Lee Haley was a lighter singer than Sears and brought an air of cool insouciance to the band, which by now had jettisoned most of the make-up, costumes, and theatrics in favour of letting the music work by itself. However, Haley's time with the band was brief, and he left in 1999 to form a more straightforward band called The Embassy.

===The "Blue Apple Boy" period, part 1 - Mark Dunphy (2000-2001)===

Although Phil Sears obliged Sleepy People by filling in as lead singer for several gigs, he was unable to make a long-term commitment. The band then recruited Mark Dunphy (the brother of Cud guitarist Mike Dunphy), whose more flamboyant singing style returned the band to their previous sound; while new bass player Tom Evans replaced Mark Greenwood.

In 2000, in search of a fresh start, Sleepy People changed their name to Blue Apple Boy (a name apparently based on Masonic imagery). Initially, the name change led to a new lease of life for the band. The band recorded a new double A-side single – "Who’s That Calling?/Sunshine Valley Paradise Club" – which was released as a one-off arrangement with cult Oxford indie label Shifty Disco. Both songs were inspired by bizarre true-life newspaper stories: a tale of a man falling off a bridge while conversing on his cellphone, and one of unpleasant goings on in a retirement home. Former Sleepy People/Ultrasound member Richard Green (by then leading his own Leeds-based band The Somatics) added noise-guitar to "Sunshine Valley Paradise Club". The single attracted attention from the national music press, leading to an appearance in Melody Maker.

Blue Apple Boy followed up with a more sinister single called "Freak" (released on the band's own Bad Apple Records) which dealt with vigilante/mob violence and was inspired by the then-current paedophile panic in the UK (during which several innocent people had been harmed by mobs on the suspicion of being paedophiles). Unfortunately, "Freak" did not gain the same level of attention as its predecessor, and this disappointment added to the band's continuing instability. In 2001, Dunphy was asked to leave the band after falling out with Paul Hope. Evans and Blaydon also chose to depart at this point, leaving the band once again reduced to a trio of the Hopes plus the loyal Graeme Swaddle.

===The "Blue Apple Boy" period, part 2 - return of Tiny Wood; Salient; band splits (2002-2003)===

Paul Hope restructured the band yet again, re-recruiting Bill Bailey as bass guitarist. The keyboard playing role was taken over by Rachel Theresa, adding Moog synthesizer work to her flute-playing and singing. At around the same time, following the collapse of Ultrasound, Tiny Wood had returned to Newcastle to form a new band called Siren. Having also renewed his musical relationship with Paul Hope, Wood agreed to join Blue Apple Boy as singer.

──────

*Exercise requirements:*
Which song titles are named in the band history excerpt? The items have no part in this.

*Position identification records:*

──────

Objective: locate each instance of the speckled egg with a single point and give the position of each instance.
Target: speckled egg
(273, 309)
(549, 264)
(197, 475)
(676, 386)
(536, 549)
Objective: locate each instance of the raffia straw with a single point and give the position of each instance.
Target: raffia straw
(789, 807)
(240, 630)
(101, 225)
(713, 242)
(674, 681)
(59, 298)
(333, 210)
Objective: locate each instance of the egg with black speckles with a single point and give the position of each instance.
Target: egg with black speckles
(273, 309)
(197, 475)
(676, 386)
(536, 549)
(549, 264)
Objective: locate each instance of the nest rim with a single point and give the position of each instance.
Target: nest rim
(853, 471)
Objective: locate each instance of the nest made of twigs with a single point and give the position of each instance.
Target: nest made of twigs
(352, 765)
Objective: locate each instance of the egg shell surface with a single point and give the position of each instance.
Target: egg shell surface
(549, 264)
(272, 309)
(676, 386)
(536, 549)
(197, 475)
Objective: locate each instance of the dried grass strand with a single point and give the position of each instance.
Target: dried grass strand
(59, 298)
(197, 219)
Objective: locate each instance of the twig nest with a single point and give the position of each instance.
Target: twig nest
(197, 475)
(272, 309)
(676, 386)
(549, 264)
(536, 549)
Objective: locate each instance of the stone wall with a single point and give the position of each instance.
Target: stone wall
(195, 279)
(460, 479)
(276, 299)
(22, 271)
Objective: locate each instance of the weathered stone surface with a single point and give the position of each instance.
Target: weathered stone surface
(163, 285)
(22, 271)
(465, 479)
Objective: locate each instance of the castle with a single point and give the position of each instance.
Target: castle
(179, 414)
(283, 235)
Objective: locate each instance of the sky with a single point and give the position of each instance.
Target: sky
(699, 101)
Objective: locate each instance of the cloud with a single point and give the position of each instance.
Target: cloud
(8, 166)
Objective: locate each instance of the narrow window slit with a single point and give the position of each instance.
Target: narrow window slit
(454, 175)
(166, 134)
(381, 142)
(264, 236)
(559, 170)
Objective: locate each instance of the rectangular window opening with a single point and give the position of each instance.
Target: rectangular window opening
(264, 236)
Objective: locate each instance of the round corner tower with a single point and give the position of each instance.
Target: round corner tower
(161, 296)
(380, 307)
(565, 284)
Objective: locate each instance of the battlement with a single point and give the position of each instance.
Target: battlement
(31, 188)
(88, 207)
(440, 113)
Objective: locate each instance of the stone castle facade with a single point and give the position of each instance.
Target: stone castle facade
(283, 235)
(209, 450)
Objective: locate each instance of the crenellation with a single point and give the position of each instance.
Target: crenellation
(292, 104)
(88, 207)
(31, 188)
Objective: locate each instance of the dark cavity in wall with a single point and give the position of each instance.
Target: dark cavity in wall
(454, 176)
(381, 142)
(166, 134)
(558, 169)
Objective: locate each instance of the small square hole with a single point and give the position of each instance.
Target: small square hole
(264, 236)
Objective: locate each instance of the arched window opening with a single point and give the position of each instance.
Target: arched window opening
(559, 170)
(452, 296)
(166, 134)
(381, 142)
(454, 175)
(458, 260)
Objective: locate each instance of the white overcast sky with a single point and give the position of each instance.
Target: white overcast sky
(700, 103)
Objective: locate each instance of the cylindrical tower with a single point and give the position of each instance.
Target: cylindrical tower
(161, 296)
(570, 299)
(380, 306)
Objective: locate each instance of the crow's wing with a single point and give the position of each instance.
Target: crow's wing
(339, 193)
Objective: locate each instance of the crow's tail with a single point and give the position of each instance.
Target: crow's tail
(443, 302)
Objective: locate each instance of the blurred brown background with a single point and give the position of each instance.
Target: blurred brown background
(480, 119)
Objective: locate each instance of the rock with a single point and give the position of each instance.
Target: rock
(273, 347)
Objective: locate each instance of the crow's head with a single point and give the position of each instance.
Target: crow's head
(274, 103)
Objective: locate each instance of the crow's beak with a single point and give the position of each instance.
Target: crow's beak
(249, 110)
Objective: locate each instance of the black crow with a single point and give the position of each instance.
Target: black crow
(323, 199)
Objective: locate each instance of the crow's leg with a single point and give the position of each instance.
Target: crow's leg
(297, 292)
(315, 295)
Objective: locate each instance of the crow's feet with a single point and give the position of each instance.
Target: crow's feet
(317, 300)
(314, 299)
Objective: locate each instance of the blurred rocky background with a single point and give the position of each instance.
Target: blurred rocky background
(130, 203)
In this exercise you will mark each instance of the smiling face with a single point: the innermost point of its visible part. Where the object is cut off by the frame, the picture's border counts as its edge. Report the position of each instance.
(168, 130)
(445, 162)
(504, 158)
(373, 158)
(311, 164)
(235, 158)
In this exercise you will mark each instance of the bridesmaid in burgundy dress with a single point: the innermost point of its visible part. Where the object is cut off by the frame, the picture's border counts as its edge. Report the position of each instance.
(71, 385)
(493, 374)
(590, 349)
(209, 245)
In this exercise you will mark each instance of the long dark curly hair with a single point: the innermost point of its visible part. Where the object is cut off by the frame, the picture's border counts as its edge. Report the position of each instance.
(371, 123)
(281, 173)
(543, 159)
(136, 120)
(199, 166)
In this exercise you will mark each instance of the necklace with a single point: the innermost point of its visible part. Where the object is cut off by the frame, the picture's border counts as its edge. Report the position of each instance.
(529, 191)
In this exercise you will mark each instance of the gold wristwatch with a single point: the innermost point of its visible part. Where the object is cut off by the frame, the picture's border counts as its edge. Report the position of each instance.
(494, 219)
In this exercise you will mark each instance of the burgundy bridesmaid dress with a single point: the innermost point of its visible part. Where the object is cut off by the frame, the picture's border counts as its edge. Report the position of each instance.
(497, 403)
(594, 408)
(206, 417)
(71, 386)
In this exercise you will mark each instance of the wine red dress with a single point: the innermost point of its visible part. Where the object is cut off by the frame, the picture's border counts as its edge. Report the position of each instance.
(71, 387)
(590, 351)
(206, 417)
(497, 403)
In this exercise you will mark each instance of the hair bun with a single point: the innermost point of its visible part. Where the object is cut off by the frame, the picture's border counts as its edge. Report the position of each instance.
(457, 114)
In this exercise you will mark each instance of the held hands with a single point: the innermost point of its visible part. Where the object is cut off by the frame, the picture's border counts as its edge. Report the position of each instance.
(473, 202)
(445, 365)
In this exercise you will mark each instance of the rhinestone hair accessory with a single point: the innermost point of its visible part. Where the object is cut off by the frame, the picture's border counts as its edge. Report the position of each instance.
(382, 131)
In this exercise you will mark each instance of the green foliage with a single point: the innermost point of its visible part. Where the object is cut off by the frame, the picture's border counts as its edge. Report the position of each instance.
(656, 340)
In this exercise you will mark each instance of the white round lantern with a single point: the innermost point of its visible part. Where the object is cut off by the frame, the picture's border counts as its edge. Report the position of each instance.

──────

*Worked answer:*
"Who’s That Calling?", "Sunshine Valley Paradise Club", "Freak"